= INPUT ROWS =
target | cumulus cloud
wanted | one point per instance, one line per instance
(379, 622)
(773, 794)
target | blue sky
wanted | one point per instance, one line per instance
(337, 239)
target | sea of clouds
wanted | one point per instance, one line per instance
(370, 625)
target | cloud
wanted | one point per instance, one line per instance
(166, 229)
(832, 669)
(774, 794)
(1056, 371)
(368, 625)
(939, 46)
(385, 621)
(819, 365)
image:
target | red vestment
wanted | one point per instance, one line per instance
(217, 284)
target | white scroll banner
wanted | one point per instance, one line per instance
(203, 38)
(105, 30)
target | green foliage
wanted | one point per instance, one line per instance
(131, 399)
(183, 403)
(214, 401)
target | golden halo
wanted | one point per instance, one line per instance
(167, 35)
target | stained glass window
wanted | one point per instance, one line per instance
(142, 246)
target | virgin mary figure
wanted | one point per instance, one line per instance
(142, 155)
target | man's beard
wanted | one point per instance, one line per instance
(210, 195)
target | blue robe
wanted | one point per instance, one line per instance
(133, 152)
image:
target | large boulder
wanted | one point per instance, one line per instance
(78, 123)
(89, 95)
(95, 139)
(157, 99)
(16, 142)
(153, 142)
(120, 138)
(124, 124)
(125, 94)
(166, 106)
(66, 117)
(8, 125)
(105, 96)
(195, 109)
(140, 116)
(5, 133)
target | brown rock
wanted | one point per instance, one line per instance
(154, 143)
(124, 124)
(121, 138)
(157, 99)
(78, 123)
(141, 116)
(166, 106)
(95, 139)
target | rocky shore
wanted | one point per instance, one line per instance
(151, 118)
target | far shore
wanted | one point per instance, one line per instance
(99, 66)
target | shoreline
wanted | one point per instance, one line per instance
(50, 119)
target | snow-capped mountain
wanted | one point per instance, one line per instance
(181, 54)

= EXERCISE GOAL =
Extract every line of the listing above and reproduce each one verbatim, in its original order.

= SOLUTION BELOW =
target | cumulus cloud
wanted | one point per instance, one line per instance
(379, 622)
(773, 794)
target | blue sky
wanted | one point per instance, one line per instance
(337, 239)
target | sea of clouds
wanted | one point per instance, one line per instance
(370, 625)
target | cloud
wanted | one point per instance, one line per instance
(166, 229)
(832, 669)
(774, 794)
(1056, 371)
(368, 625)
(939, 46)
(385, 621)
(819, 365)
image:
target | red vestment
wanted | one point per instance, one line per instance
(217, 284)
target | white scroll banner
wanted | one point per instance, one line per instance
(203, 38)
(105, 30)
target | green foliage
wanted | one point per instance, one line per instance
(131, 399)
(183, 403)
(214, 401)
target | golden halo
wanted | one point per instance, one line per instance
(167, 35)
target | stained glass window
wanted | one point per instance, one line per instance
(142, 246)
target | virgin mary figure
wanted | one point per instance, one line per instance
(142, 155)
target | man's beard
wanted | one point per instance, one line per instance
(210, 195)
target | blue robe
wanted | one point per instance, one line per instance
(133, 152)
image:
target | large boulder
wanted | one point per instance, one line per instance
(78, 123)
(89, 95)
(95, 139)
(157, 99)
(16, 142)
(153, 142)
(120, 138)
(124, 124)
(125, 94)
(166, 106)
(66, 117)
(8, 125)
(105, 96)
(195, 109)
(140, 116)
(5, 133)
target | brown rock
wanted | one point per instance, one line per instance
(154, 143)
(124, 124)
(121, 138)
(157, 99)
(78, 123)
(141, 116)
(166, 106)
(95, 139)
target | rocky shore
wanted | one point per instance, one line per instance
(151, 118)
target | far shore
wanted | one point per instance, one line per instance
(99, 66)
target | shoreline
wanted | one point per instance, one line per instance
(50, 119)
target | snow-capped mountain
wanted | one point per instance, one line per instance
(181, 54)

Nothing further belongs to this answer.